→ Task statement: Give the lines from the one containing "Review checklist — Class: distant village" through the one containing "[[639, 433, 645, 463]]", both included, as a Markdown table with columns Index and Text, numbering each line and leaving out blank lines.

→ Record excerpts:
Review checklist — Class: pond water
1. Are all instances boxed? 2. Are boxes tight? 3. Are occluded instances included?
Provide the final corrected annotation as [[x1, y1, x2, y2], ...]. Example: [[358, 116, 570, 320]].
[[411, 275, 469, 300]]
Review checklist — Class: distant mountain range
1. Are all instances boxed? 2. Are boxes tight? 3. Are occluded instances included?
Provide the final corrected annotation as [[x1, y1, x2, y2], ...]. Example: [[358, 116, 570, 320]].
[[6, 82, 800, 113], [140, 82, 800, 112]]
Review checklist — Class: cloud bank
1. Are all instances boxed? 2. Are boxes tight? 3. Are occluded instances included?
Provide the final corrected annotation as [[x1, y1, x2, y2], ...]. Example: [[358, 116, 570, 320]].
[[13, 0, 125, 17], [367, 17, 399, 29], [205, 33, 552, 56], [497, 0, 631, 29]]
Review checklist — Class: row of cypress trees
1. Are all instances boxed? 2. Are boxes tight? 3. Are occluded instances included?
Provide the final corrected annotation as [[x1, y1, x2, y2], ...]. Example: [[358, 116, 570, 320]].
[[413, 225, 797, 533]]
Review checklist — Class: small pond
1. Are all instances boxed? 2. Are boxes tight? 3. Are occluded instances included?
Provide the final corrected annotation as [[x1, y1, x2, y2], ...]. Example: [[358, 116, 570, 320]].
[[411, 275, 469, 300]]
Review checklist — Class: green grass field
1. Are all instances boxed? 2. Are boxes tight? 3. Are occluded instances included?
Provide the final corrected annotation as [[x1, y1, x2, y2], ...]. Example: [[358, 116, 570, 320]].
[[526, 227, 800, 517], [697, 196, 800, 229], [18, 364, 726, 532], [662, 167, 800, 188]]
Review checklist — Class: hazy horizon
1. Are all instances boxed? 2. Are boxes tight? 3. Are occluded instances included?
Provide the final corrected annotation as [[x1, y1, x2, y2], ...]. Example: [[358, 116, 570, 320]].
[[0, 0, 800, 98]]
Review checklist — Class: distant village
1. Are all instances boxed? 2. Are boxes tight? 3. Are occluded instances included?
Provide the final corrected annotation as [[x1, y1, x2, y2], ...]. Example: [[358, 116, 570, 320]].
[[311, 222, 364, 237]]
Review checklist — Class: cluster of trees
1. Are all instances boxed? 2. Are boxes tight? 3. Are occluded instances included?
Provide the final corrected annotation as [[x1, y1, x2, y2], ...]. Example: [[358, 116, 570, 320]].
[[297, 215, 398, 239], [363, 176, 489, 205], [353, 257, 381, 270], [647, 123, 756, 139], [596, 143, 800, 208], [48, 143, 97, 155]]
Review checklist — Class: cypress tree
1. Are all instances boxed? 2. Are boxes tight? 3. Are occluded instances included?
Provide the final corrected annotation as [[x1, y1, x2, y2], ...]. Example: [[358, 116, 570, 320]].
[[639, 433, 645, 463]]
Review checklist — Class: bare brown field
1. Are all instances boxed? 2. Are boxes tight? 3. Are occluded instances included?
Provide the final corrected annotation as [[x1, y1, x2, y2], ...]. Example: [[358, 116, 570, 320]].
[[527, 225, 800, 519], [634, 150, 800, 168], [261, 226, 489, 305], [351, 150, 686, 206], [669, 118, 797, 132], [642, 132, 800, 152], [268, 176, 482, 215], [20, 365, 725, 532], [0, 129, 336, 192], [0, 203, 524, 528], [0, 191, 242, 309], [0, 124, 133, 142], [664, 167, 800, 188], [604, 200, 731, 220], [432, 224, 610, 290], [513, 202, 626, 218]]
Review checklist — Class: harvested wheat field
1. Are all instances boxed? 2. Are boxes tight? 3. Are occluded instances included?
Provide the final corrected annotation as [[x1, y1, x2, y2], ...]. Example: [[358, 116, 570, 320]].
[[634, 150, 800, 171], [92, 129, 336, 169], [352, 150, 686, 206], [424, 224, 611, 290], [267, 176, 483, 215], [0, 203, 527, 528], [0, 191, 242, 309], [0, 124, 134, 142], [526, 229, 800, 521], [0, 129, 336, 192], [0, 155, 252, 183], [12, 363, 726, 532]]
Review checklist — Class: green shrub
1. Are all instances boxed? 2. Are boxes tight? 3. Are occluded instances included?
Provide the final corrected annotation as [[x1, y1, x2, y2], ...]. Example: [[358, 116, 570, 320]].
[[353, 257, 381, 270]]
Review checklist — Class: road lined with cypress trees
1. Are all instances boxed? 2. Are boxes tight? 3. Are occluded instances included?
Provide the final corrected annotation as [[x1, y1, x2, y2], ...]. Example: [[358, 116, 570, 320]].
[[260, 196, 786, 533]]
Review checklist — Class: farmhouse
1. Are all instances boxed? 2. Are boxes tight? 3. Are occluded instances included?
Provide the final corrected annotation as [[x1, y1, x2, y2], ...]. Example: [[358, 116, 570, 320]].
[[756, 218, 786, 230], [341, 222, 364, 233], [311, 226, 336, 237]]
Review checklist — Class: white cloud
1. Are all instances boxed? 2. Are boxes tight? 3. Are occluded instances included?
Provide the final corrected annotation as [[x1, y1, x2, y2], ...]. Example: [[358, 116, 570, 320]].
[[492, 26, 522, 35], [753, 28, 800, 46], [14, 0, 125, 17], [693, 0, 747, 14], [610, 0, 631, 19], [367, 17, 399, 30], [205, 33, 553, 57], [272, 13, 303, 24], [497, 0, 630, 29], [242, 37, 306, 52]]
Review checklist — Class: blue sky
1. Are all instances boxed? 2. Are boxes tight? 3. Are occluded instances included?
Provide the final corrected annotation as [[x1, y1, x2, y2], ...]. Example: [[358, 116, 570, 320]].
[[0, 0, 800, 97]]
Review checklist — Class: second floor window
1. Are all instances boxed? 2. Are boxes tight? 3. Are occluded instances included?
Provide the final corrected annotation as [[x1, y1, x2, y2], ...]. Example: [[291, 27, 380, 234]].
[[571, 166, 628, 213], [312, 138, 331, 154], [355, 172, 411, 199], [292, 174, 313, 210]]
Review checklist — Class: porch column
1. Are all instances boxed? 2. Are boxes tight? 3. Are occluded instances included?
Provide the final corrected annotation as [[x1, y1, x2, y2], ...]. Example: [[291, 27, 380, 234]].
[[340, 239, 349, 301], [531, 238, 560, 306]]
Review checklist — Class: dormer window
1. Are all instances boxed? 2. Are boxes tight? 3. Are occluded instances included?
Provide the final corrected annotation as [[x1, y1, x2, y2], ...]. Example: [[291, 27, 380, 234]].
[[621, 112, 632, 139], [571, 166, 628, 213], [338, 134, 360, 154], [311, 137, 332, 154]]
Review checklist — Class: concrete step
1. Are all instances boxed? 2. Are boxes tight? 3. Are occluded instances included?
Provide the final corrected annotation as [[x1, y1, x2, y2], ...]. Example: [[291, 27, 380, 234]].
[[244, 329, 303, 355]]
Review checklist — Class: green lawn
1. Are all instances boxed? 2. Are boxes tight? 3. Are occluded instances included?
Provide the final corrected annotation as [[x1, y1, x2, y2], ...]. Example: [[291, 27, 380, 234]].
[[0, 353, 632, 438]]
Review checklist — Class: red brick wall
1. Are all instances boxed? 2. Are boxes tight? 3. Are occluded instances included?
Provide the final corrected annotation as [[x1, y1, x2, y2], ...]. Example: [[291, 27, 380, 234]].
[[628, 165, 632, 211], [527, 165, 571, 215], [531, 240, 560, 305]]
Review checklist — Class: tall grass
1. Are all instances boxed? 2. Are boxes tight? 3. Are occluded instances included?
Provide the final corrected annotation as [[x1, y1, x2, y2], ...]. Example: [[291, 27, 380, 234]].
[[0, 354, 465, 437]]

→ Correct output:
| Index | Text |
|---|---|
| 1 | Review checklist — Class: distant village |
| 2 | 1. Are all instances boxed? 2. Are boxes tight? 3. Are occluded instances included? |
| 3 | Provide the final corrected annotation as [[x1, y1, x2, y2], ...]. Example: [[358, 116, 570, 320]]. |
| 4 | [[311, 222, 364, 237]] |
| 5 | Review checklist — Class: cluster of trees |
| 6 | 1. Are all instances boxed? 2. Are boxes tight? 3. Are occluded instances included? |
| 7 | Provide the final corrected annotation as [[x1, y1, x2, y2], ...]. Example: [[358, 116, 570, 320]]. |
| 8 | [[297, 215, 398, 239], [363, 176, 489, 205], [353, 257, 381, 270], [647, 123, 756, 139], [596, 143, 800, 208], [48, 143, 97, 155]] |
| 9 | Review checklist — Class: cypress tree |
| 10 | 1. Are all instances boxed? 2. Are boxes tight? 3. Are occluded instances included? |
| 11 | Provide the final corrected annotation as [[x1, y1, x2, y2], ...]. Example: [[358, 116, 570, 320]]. |
| 12 | [[639, 433, 645, 463]] |